Dan Shea’s 1929 Model A Pickup Built by Riggs Fabrication
When a custom car or truck owner has a specific concept for their ride, it’s important to find a builder who shares that vision. That’s what Dan Shea found when he connected with Jay Riggs at Riggs Fabrication on this retro-style 1929 Model A pickup. Dan had the vision for a ’60s-flavored rod and did some of the work on the truck but gives credit to Riggs for “the majority of bringing it to fruition.”
The truck started life as a Model AA 1.5-ton flatbed, which has the same cab as the smaller Model A, but a larger and heavier frame and different fenders. That frame was ultimately kicked up 3-inches in the front and 8-inches in the rear for the desired stance, then fitted with a Speedway Motors 4-inch dropped front axle and a RideTech triangulated four-link to locate the 9-inch rearend. It got rolling on 15×6- and 15×8-inch Cragar Supreme wheels wrapped in Coker wide whitewalls.

→ **What you will do**
1) Answer these questions about the Model A pickup article, each on its own line and marked (a), (b), (c):
(a) Who is the builder at Riggs Fabrication that Dan Shea connected with?
(b) What vehicle did the truck start life as?
(c) What brand of tires wrap the wheels?
2) Can you duplicate the passage of the Model A pickup article starting with "The truck started" and going on through "Coker wide whitewalls."?
3) How would you go on with the Model A pickup article from where it stops?

→ **Data under study**
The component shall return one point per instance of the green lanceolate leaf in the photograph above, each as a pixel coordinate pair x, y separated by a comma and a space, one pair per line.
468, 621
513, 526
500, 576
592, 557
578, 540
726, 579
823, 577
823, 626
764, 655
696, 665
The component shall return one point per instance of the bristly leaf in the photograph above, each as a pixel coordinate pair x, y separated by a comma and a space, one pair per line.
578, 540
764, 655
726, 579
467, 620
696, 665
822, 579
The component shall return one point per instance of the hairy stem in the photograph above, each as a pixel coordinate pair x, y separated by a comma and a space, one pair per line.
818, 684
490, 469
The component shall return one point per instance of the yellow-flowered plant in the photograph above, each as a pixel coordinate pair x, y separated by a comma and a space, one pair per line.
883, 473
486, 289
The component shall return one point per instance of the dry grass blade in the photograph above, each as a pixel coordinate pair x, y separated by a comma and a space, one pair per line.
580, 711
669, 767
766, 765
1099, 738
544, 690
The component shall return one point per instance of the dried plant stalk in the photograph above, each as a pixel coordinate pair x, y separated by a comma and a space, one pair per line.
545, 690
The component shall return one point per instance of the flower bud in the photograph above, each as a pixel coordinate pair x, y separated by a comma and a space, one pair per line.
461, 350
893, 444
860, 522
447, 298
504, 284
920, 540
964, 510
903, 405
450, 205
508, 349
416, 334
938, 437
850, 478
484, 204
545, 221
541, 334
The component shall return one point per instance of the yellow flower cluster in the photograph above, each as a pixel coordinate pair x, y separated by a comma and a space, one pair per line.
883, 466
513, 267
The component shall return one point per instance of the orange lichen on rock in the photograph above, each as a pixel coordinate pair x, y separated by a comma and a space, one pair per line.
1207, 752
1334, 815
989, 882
--
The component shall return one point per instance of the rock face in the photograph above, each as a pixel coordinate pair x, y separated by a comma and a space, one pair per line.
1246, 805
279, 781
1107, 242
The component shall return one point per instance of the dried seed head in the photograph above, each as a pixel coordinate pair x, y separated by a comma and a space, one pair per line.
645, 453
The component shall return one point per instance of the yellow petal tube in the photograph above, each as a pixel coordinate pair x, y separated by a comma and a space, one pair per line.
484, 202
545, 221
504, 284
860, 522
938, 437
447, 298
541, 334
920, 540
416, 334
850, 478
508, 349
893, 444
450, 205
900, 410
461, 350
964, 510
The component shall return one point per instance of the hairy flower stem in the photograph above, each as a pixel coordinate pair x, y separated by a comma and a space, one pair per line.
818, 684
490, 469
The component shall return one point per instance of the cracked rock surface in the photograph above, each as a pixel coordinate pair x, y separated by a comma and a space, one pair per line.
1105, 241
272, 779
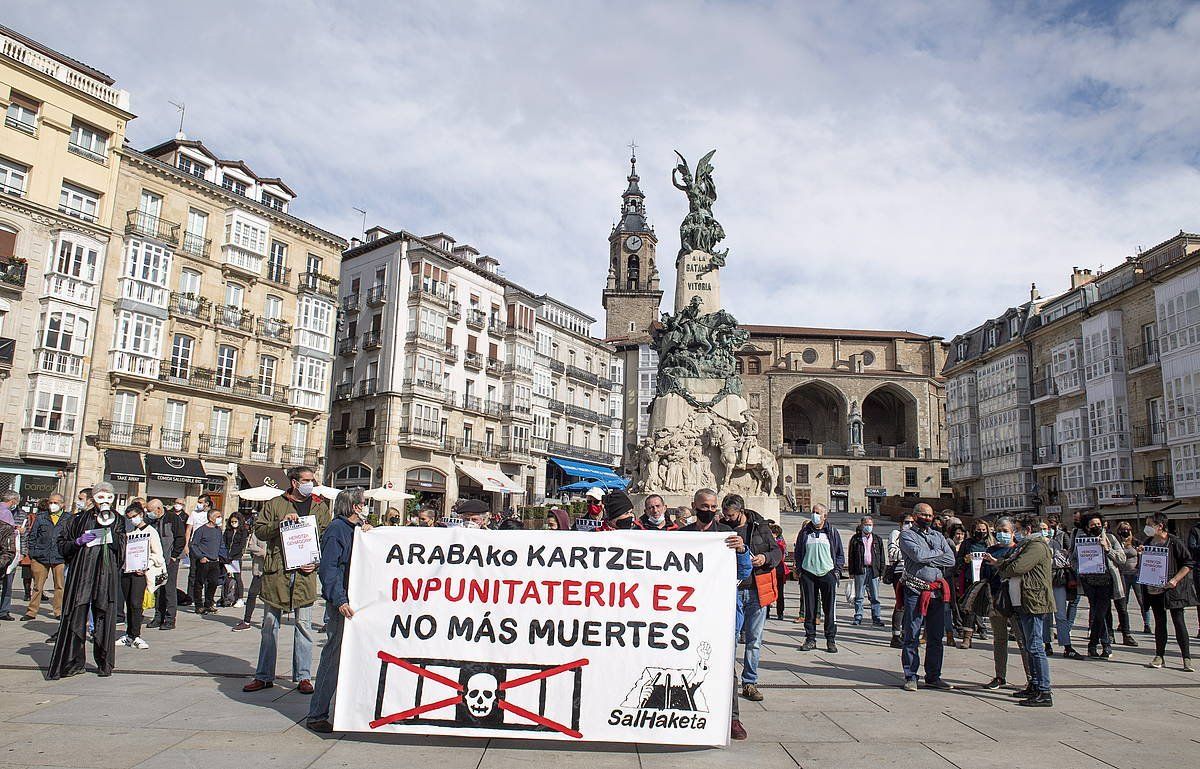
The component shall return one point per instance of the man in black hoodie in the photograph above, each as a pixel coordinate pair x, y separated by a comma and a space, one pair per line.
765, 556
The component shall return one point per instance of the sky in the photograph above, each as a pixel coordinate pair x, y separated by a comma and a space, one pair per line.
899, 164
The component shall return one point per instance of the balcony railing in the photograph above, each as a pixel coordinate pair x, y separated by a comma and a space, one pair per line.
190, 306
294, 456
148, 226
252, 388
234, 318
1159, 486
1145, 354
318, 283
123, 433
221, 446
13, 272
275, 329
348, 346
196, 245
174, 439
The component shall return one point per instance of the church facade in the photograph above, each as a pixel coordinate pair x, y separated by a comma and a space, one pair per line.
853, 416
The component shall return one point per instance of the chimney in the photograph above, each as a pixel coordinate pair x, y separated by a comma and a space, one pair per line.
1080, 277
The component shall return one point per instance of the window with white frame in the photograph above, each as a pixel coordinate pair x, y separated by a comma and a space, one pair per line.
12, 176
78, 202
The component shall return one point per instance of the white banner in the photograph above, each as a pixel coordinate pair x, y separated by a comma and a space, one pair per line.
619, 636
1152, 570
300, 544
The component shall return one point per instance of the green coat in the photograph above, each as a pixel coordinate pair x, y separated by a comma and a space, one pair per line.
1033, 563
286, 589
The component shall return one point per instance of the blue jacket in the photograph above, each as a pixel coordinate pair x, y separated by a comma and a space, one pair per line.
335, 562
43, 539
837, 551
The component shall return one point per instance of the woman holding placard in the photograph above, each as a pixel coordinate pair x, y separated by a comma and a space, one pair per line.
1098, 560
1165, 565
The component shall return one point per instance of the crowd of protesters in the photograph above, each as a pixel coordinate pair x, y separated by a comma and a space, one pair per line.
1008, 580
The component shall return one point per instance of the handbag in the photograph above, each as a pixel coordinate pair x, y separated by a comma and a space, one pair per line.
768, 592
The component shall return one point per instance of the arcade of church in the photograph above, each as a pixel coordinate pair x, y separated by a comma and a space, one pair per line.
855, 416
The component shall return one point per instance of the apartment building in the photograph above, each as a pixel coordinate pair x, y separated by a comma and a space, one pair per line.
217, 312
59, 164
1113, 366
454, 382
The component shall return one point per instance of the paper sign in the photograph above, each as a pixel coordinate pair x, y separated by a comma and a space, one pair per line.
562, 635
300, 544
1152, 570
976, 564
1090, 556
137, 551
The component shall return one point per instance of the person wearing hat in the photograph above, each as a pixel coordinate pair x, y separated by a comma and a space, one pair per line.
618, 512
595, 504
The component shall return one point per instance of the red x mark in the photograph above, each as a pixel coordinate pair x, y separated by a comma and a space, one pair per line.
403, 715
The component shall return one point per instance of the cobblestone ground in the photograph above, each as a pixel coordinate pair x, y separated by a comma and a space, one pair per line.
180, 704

→ **Responses per task**
1)
(a) Jay Riggs
(b) A Model AA 1.5-ton flatbed
(c) Coker

2)
The truck started life as a Model AA 1.5-ton flatbed, which has the same cab as the smaller Model A, but a larger and heavier frame and different fenders. That frame was ultimately kicked up 3-inches in the front and 8-inches in the rear for the desired stance, then fitted with a Speedway Motors 4-inch dropped front axle and a RideTech triangulated four-link to locate the 9-inch rearend. It got rolling on 15×6- and 15×8-inch Cragar Supreme wheels wrapped in Coker wide whitewalls.

3)
The 401c.i. Buick Nailhead was central to the ’60s theme. Built by Republic Custom Engine, the well-dressed mill has a Martin intake topped with a quartet of Stromberg carbs and breathes out through Sanderson Lakester headers. A contemporary 4L60E transmission makes for highway-friendly rpms.
A starting point for the body was raising the bed so the top rail was in line with the beltline on the door. The Riggs Fabrication team also sectioned the splash aprons, cut down a ’32 Ford grille shell to fit, built custom running boards, louvered the visor, widened the rear fenders, recessed the license plate in the tailgate, and installed ’54 Chevy taillights. They saved the best for last, though, covering all the custom metalwork with a brilliant House of Kolor finish that included Pagan Gold Candy over Ice Pearl and metalflake. It’s a truly stunning color.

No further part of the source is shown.